═════ Document ═════

As someone who was (is?) a somewhat nerdy boy and not terribly self-confident about frightening things like asking a girl out for the first time, I can say that I personally would not have had a problem with someone asking me out. The only caveats would have been that (a) I had some reasonable amount of reciprocal interest to begin with, and (b) the one asking did not come on incredibly strong. And the more interest I had to begin with, the less important (b) would have been. 

Frankly, if he has any interest in you to speak of, anything short of "Hey, wanna get married?" will probably work.


----------



## Sarah Woodbury (Jan 30, 2011)

As the mother of a geek and married to another, definitely ask him out, casual-like.  He's going to say yes.


----------



## CS (Nov 3, 2008)

I *wish* girls would be more forward and ask guys out. Would make life so much simpler! So, my only advice: go ahead and ask him.


----------



## BTackitt (Dec 15, 2008)

As the mother of a nerdy/geeky son, I can tell you he may be clueless about ANY girl liking him. My older son was convinced he was doomed to the life of a single lonely nerd. I however, knew of 3 different girls who were friends of his and who liked him, AND were sending him signals that more than 50% of us would have seen from MARS. Finally in front of one of them I looked at him and said flat out, "ASK HER OUT SHE LIKES YOU." He got this dumbfounded look on his face, turned and asked her to walk around the block with him. When they came back from their walk, they had set up a date for that weekend.


----------



## SailorMerry (Dec 18, 2010)

BTackitt said:


> As the mother of a nerdy/geeky son, I can tell you he may be clueless about ANY girl liking him. My older son was convinced he was doomed to the life of a single lonely nerd. I however, knew of 3 different girls who were friends of his and who liked him, AND were sending him signals that more than 50% of us would have seen from MARS. Finally in front of one of them I looked at him and said flat out, "ASK HER OUT SHE LIKES YOU." He got this dumbfounded look on his face, turned and asked her to walk around the block with him. When they came back from their walk, they had set up a date for that weekend.


That is _hilarious_. If only I had an appropriate third-party to do me that favor...


----------



## TheRiddler (Nov 11, 2010)

═════ Supplied records ═════

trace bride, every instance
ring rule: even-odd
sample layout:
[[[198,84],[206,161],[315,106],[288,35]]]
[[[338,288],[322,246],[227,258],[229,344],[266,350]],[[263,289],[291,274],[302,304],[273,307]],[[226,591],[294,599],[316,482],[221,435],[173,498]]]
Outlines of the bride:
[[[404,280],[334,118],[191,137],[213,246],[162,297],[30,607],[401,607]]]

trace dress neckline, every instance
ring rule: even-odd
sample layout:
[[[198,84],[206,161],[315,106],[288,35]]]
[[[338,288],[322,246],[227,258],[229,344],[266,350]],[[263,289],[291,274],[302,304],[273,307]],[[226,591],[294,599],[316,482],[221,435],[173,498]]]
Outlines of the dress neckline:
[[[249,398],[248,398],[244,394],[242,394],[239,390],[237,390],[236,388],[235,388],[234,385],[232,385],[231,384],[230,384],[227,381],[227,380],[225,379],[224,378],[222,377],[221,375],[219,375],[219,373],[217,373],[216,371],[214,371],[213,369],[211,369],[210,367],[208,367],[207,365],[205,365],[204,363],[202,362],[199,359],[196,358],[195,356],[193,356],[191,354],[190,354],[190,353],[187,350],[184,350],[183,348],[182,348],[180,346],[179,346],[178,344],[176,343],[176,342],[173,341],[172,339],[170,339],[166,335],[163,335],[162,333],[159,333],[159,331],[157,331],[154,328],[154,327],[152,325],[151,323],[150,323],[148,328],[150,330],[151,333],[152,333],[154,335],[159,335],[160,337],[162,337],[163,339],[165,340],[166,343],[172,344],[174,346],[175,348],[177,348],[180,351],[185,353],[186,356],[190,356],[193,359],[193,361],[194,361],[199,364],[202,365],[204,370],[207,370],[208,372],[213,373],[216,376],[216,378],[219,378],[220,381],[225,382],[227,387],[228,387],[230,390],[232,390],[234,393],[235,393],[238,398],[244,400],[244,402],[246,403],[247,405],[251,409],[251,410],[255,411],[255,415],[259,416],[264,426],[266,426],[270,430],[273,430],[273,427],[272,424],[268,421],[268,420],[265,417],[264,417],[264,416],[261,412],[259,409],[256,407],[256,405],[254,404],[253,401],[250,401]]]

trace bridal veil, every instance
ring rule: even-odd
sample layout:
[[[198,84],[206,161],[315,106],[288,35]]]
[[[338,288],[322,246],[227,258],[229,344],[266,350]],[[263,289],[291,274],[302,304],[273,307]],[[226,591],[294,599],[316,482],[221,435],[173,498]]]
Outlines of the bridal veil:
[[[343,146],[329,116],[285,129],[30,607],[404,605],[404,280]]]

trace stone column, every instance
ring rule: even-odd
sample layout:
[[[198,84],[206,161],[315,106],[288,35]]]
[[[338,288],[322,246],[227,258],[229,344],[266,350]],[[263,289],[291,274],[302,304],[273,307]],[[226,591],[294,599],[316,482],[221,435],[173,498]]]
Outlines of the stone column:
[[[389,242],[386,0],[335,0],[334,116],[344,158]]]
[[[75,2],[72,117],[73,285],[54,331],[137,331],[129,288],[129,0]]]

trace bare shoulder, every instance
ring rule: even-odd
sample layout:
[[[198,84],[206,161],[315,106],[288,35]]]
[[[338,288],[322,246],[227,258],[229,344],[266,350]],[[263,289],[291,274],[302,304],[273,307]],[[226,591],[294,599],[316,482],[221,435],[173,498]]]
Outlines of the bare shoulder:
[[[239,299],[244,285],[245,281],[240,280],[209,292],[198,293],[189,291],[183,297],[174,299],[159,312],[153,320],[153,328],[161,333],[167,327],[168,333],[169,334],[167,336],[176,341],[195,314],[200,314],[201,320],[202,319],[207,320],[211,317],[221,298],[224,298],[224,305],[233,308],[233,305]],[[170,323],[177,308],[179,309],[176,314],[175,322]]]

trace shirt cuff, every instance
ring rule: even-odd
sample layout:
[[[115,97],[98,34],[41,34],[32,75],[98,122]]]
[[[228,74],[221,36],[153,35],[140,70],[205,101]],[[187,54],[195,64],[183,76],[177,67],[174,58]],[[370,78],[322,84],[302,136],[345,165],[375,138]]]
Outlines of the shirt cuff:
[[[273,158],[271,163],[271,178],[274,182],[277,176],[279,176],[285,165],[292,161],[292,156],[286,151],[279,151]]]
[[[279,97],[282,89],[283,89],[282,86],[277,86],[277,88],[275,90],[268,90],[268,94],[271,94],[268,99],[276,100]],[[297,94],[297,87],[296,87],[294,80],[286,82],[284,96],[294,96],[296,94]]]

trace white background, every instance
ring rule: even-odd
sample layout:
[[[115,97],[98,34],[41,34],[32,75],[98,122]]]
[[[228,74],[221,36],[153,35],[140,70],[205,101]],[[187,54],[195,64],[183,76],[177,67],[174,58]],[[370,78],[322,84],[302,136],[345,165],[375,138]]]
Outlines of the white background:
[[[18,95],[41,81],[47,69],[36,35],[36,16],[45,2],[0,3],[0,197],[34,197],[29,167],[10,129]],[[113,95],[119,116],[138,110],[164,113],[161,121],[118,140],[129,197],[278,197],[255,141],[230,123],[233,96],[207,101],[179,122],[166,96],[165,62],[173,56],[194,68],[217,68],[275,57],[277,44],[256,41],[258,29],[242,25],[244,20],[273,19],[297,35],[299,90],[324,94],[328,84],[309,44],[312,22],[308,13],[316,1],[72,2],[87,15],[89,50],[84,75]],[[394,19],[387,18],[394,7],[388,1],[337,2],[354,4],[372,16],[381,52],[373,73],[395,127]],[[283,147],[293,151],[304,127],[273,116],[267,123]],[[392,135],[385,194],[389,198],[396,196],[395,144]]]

═════

* Written problem
Reproduce everything in the forum thread from "As someone who" down to "(Jan 30, 2011)", substituting "bookish" for "nerdy". The items are separate material, unconnected to the forum thread.

* Solution to the exercise
As someone who was (is?) a somewhat bookish boy and not terribly self-confident about frightening things like asking a girl out for the first time, I can say that I personally would not have had a problem with someone asking me out. The only caveats would have been that (a) I had some reasonable amount of reciprocal interest to begin with, and (b) the one asking did not come on incredibly strong. And the more interest I had to begin with, the less important (b) would have been. 

Frankly, if he has any interest in you to speak of, anything short of "Hey, wanna get married?" will probably work.


----------



## Sarah Woodbury (Jan 30, 2011)